(PROVIDED PASSAGE begins)

Gorgar is a 1979 pinball machine designed by Barry Oursler and released by Williams Electronics. It is the first speech-synthesized ("talking") pinball machine, containing a vocabulary of seven words.

== Design ==
The game was planned for a year before its introduction at the 1979 AMOA show; a single prototype of an earlier game, Disco Fever, with speech was shown at the 1978 AMOA show, but the table never went into production with this feature. The backglass shows an apparent Satanic ritual sacrifice. The artwork on the playfield depicts Gorgar emerging from a pit of fire, engaged in combat with a barbarian. This bears a passing resemblance to the 1978 Boris Vallejo painting In the Underworld.

=== Sound design ===
The game uses its vocabulary of seven words ("Gorgar", "speaks", "beat", "you", "me", "hurt", "got") to combine to form varying broken-English phrases, such as "Gorgar speaks" and "Me got you". The pinball machine also has a heartbeat sound effect that increases in speed during longer gameplay.

(PROVIDED PASSAGE ends)

DESCRIPTION OF THE TASK ::
In the Gorgar passage, what does the playfield artwork depict?

(SUPPLIED MATERIAL begins)

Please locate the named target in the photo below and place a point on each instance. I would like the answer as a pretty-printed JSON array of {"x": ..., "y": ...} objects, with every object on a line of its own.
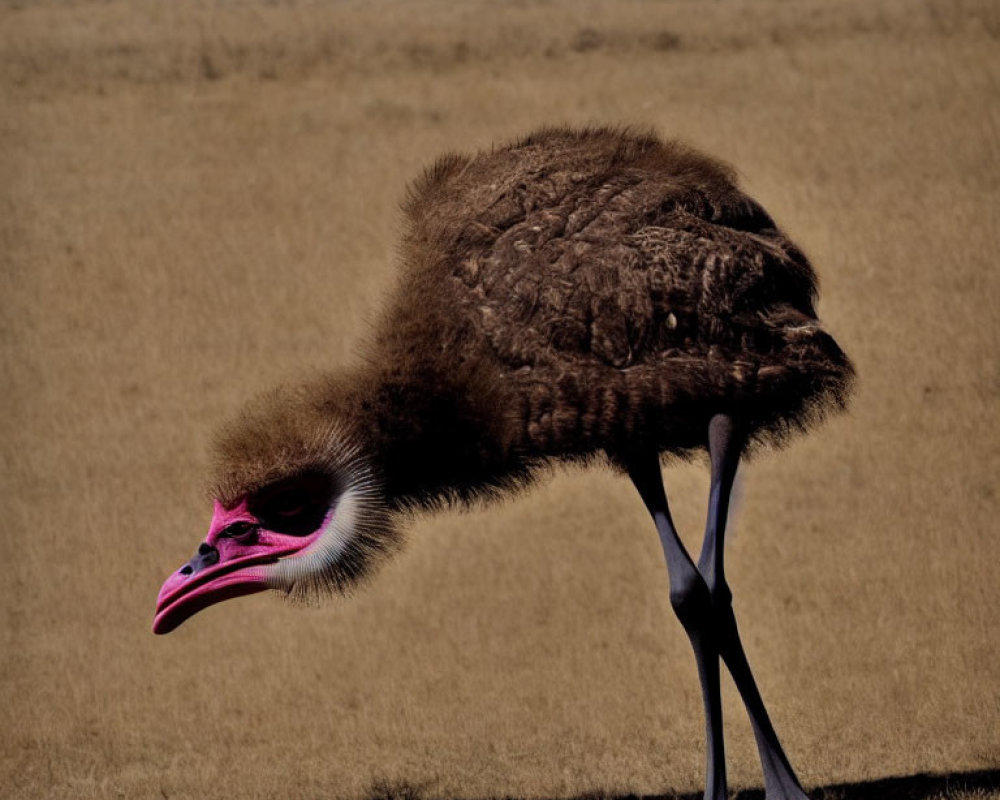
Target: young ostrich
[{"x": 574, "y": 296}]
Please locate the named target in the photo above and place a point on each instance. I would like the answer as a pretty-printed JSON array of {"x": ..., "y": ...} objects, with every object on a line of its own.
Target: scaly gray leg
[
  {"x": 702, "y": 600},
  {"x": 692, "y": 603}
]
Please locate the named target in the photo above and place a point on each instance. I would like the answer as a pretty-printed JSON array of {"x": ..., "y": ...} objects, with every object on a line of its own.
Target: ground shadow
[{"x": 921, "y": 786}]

(SUPPLIED MATERIAL ends)
(SUPPLIED MATERIAL begins)

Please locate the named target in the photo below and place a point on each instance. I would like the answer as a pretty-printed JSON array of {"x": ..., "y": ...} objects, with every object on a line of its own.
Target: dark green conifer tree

(SUPPLIED MATERIAL ends)

RESPONSE TO THE EXERCISE ::
Gorgar emerging from a pit of fire, engaged in combat with a barbarian.